# To-do item
Copy from the line containing "</instance>" through the line containing "positive clicks: (184, 283)", including both of those lines, in the listing below, reproducing each line unchanged.

BEGIN Data for analysis

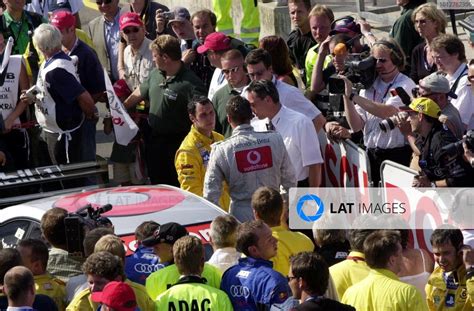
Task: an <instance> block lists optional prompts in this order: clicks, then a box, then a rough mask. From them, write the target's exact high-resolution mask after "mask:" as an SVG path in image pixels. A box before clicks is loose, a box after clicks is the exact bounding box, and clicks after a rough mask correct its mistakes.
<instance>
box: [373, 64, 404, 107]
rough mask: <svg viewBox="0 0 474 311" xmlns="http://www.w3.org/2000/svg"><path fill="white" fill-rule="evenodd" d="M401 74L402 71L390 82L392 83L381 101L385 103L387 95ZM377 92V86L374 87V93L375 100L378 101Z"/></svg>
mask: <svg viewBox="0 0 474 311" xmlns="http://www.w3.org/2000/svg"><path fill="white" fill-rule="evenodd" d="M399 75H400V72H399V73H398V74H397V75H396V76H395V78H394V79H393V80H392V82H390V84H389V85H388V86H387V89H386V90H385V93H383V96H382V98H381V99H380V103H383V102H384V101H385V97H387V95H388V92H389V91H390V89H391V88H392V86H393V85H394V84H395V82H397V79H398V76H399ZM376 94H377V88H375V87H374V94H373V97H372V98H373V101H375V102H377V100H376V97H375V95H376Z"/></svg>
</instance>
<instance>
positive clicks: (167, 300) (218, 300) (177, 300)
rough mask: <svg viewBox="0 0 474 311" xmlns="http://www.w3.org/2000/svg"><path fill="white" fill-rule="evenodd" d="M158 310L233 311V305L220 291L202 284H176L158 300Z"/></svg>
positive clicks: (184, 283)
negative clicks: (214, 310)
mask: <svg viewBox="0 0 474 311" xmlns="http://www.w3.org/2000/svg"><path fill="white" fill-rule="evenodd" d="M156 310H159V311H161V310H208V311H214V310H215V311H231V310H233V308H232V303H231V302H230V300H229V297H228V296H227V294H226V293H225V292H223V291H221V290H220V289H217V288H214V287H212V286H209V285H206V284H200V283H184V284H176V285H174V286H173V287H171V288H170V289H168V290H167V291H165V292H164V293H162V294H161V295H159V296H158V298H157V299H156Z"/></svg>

END Data for analysis

# Result of this exercise
</instance>
<instance>
positive clicks: (167, 300) (218, 300) (177, 300)
rough mask: <svg viewBox="0 0 474 311" xmlns="http://www.w3.org/2000/svg"><path fill="white" fill-rule="evenodd" d="M158 310L233 311V305L220 291L202 284H176L158 300Z"/></svg>
positive clicks: (184, 283)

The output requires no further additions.